> QUESTIONS TO ANSWER
1 - In the Zimmer Biomet article, reproduce word for word the passage that begins with the words containing "In a presentation" and ends with "the fourth quarter.".
2 - According to the Zimmer Biomet article, which company made the ERP platform Zimmer switched to from its legacy system?
3 - Extend the Zimmer Biomet article, picking up after its final sentence.

> SOURCE TEXT
· · · ·
Key Takeaways
- Shares of Zimmer Biomet, a medical technology firm specializing in joint replacements, tumbled on Thursday.
- Presenting at conference, Zimmer Biomet executives said the implementation of a new ERP system could weigh on its 2024 results.
- Analysts corroborated the likely impact of the software transition on the company’s sales and profits.
Shares of Zimmer Biomet Holdings (ZBH) dropped nearly 9% after the manufacturer of artificial joint replacements and other orthopedic products warned the implementation of a new enterprise resources planning (ERP) system would hit sales and profits in 2024.
In a presentation Thursday at the Wells Fargo 2024 Healthcare Conference, Zimmer executives said the company switched from a legacy ERP platform to one from SAP, a transition that has run into complications. Zimmer’s management team expects the issue to cause a 1% drag on revenue this year, with the headwinds mostly abating by the end of the fourth quarter.
ERP software aims to integrate business processes — from inventory tracking and sales to human resources and beyond. Zimmer’s ERP transition is reportedly causing production issues and impeding shipments, especially in its sports, extremities, and trauma segments.
· · · ·
[Data records]
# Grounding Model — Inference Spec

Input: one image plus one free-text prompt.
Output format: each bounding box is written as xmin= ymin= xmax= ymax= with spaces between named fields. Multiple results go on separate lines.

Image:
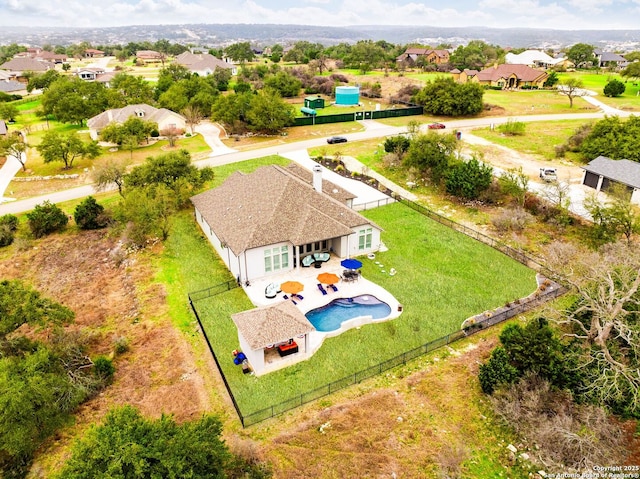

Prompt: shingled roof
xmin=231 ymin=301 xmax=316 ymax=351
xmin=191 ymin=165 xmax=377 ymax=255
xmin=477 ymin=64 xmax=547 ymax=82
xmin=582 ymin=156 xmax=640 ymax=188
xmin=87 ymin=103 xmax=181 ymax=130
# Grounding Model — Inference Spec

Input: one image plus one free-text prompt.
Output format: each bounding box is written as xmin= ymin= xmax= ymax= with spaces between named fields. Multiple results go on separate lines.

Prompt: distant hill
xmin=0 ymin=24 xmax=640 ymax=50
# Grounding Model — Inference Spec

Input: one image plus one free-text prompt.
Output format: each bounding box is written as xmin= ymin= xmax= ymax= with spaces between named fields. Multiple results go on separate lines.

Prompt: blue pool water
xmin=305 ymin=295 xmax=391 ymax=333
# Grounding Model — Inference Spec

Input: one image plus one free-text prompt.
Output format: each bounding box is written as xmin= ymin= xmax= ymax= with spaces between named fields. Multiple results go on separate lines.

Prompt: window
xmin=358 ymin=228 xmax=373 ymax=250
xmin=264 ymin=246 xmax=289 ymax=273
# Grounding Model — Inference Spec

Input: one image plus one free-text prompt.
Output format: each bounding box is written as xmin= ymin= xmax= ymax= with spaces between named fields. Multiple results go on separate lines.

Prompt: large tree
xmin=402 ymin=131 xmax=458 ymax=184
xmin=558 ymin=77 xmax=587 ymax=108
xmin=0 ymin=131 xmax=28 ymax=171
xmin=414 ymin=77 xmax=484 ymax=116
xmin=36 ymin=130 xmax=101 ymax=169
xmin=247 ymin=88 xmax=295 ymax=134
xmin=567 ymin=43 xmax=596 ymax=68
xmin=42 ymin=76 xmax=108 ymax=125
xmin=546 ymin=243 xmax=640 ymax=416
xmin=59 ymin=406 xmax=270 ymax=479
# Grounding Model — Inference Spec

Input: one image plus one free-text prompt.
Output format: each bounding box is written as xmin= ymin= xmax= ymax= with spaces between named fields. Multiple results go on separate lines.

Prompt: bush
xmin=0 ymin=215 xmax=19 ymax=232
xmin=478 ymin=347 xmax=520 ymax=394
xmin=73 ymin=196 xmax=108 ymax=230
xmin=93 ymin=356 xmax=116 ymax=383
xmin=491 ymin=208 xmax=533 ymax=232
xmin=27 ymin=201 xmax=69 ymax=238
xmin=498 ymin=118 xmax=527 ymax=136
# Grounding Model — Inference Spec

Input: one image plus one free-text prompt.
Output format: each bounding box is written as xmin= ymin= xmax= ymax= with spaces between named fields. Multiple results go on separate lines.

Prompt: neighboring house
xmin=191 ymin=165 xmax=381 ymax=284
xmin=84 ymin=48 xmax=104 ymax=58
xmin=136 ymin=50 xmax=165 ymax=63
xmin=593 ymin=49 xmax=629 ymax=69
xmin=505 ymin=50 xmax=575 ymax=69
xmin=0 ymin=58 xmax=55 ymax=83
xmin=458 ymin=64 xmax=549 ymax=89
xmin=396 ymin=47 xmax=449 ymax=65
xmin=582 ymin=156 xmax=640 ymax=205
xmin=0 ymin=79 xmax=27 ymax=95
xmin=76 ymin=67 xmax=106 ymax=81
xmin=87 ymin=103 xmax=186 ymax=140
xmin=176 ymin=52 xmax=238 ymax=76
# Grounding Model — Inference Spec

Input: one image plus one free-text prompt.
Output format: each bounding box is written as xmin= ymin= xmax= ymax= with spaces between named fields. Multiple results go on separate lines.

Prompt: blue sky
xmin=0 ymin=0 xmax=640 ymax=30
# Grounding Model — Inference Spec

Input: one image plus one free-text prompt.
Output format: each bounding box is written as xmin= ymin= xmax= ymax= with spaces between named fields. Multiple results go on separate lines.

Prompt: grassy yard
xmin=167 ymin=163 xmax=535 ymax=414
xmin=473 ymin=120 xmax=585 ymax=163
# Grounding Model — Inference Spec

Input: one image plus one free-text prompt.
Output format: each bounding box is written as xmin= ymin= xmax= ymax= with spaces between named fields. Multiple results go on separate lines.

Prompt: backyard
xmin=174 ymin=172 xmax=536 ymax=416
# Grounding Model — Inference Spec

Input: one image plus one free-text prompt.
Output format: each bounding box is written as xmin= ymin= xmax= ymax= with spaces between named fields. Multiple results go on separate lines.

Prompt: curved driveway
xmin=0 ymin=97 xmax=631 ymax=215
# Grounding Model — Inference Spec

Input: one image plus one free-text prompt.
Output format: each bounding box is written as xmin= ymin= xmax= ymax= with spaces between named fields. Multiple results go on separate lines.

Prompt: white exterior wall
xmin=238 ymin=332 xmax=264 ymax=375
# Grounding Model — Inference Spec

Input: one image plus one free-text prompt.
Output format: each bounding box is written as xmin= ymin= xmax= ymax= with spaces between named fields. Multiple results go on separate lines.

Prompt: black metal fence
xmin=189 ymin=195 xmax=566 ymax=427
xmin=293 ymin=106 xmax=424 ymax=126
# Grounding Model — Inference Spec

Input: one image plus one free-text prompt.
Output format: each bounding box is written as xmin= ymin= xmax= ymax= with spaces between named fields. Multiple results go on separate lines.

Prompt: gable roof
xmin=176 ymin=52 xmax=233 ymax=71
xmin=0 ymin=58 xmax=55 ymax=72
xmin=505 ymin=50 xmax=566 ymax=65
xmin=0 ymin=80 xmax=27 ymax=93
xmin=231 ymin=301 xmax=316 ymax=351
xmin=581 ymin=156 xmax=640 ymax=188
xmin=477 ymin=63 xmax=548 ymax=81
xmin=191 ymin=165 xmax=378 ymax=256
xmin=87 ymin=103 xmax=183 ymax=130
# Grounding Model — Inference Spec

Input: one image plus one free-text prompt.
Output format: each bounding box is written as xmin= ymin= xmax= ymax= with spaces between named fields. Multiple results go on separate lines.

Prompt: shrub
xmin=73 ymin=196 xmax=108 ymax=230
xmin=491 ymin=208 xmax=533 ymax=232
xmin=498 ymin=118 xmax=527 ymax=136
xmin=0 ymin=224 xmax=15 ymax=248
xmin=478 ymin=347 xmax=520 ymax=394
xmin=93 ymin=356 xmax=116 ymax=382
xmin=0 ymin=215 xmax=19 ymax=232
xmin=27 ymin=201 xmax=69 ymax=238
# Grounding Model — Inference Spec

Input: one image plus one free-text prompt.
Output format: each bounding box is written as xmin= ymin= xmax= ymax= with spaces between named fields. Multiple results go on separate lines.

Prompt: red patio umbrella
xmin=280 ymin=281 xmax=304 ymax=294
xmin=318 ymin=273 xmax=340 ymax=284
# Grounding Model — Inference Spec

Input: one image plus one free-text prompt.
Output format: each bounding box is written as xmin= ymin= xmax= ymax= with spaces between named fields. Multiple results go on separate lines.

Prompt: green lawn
· · · ·
> RESPONSE LIST
1 -
In a presentation Thursday at the Wells Fargo 2024 Healthcare Conference, Zimmer executives said the company switched from a legacy ERP platform to one from SAP, a transition that has run into complications. Zimmer’s management team expects the issue to cause a 1% drag on revenue this year, with the headwinds mostly abating by the end of the fourth quarter.

2 - SAP

3 -
Analyst Reactions and Stock Performance
Analysts at Stifel predicted a potential 210-basis-point impact on third-quarter sales from the ERP transition, exacerbating what is already a difficult market environment. Meanwhile, Evercore ISI analysts said the issue could reduce earnings per share (EPS) by 15 cents.
Zimmer Biomet shares had been trending higher since Aug. 7, when the company released its second-quarter results and announced an agreement to acquire OrthoGrid Systems, which specializes in artificial intelligence guidance systems for hip replacement surgery.
Thursday’s losses reversed those post-earnings gains. Zimmer Biomet stock is down about 14% year to date.